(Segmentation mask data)
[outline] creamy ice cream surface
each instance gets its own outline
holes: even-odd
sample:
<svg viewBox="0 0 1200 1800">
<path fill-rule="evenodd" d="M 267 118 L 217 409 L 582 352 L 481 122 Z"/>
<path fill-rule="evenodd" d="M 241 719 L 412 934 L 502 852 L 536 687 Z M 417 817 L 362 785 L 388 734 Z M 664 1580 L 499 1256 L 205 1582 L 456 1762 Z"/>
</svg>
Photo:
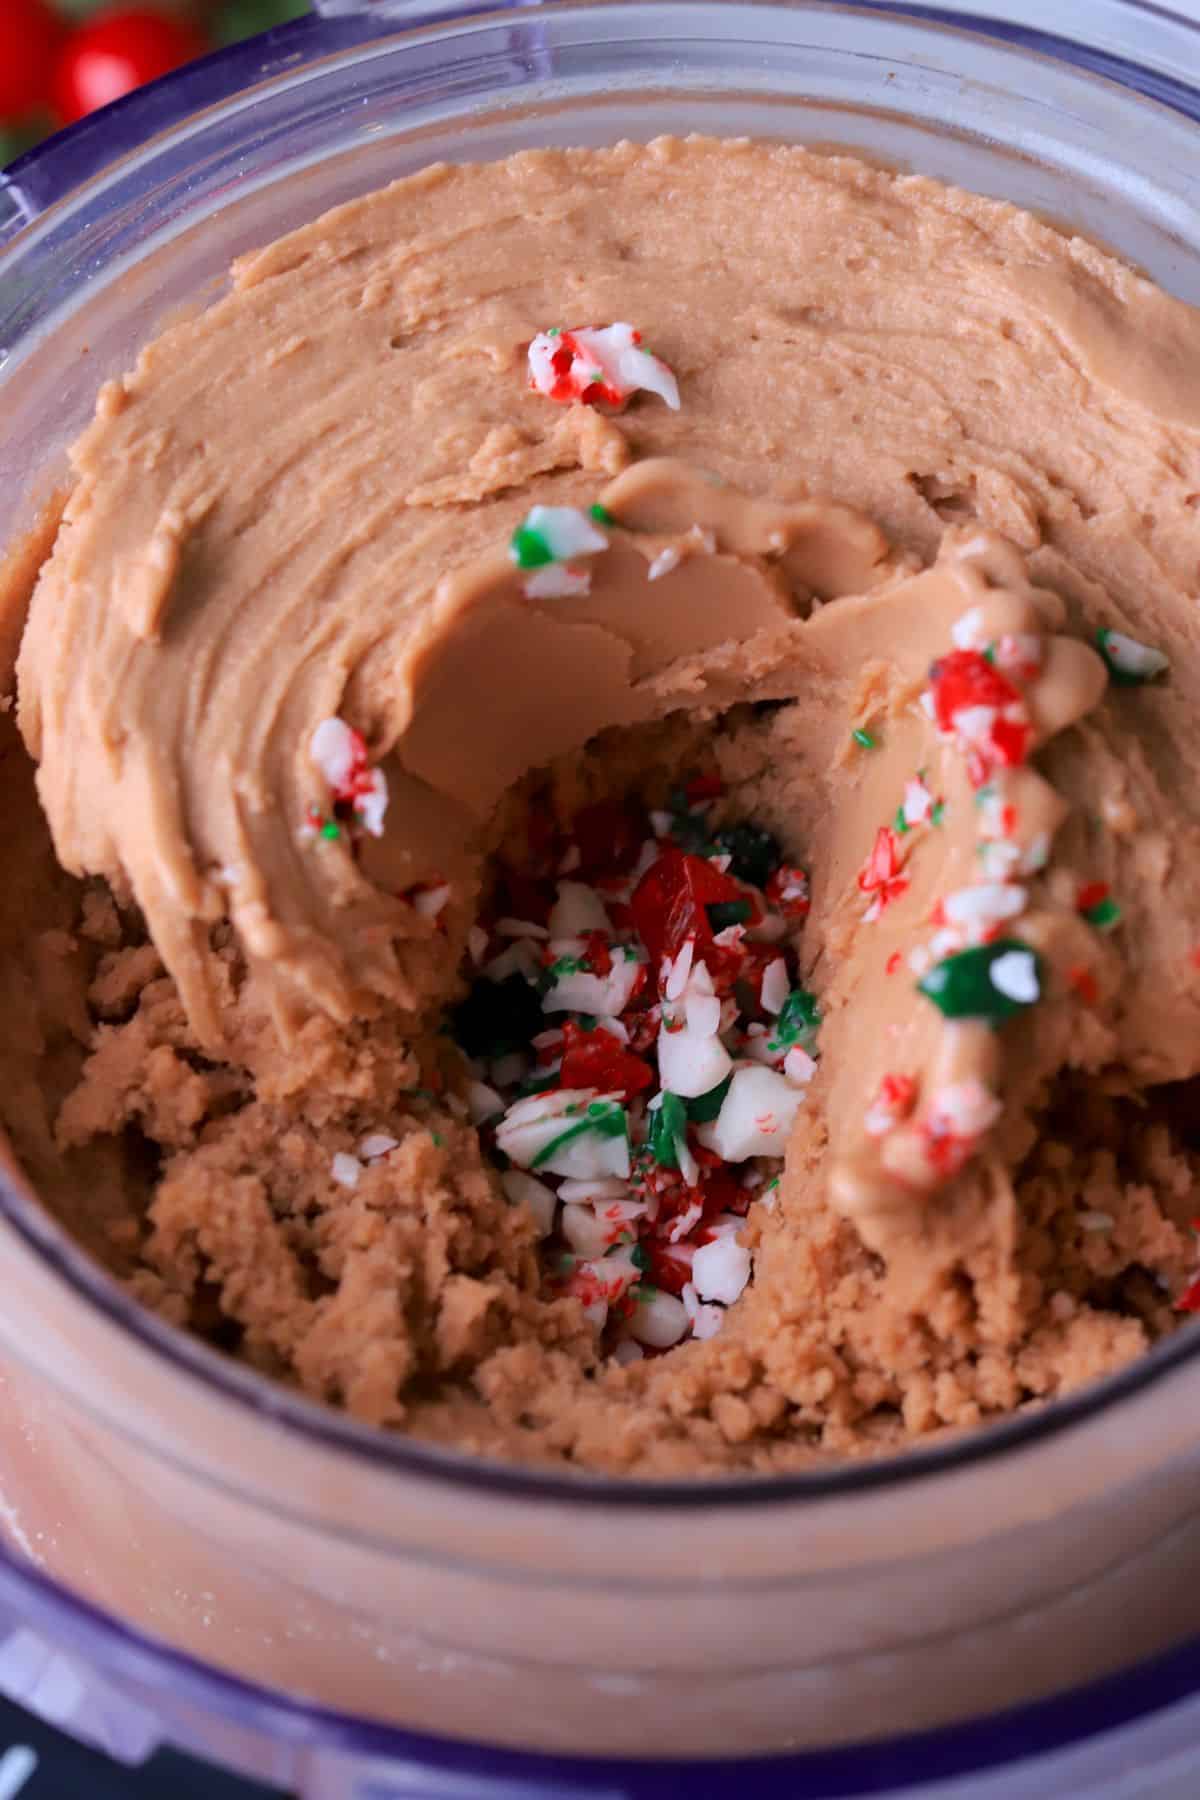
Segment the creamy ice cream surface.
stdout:
<svg viewBox="0 0 1200 1800">
<path fill-rule="evenodd" d="M 742 141 L 243 258 L 4 584 L 46 1203 L 267 1374 L 612 1472 L 1139 1354 L 1200 1210 L 1198 352 L 1027 213 Z"/>
</svg>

* YOUR INSTRUCTIONS *
The records above should be duplicated exactly, with none of their pictures kept.

* TASK SOLUTION *
[outline] creamy ice cream surface
each instance gets its own outline
holes: even-odd
sample:
<svg viewBox="0 0 1200 1800">
<path fill-rule="evenodd" d="M 267 118 L 217 409 L 582 352 L 481 122 Z"/>
<path fill-rule="evenodd" d="M 241 719 L 412 934 L 502 852 L 536 687 Z M 417 817 L 362 785 L 388 734 Z M 664 1580 L 499 1256 L 205 1582 L 456 1762 Z"/>
</svg>
Photo:
Segment the creamy ice cream surface.
stdout:
<svg viewBox="0 0 1200 1800">
<path fill-rule="evenodd" d="M 742 141 L 243 258 L 4 584 L 46 1203 L 267 1374 L 612 1472 L 1139 1354 L 1200 1210 L 1198 352 L 1027 213 Z"/>
</svg>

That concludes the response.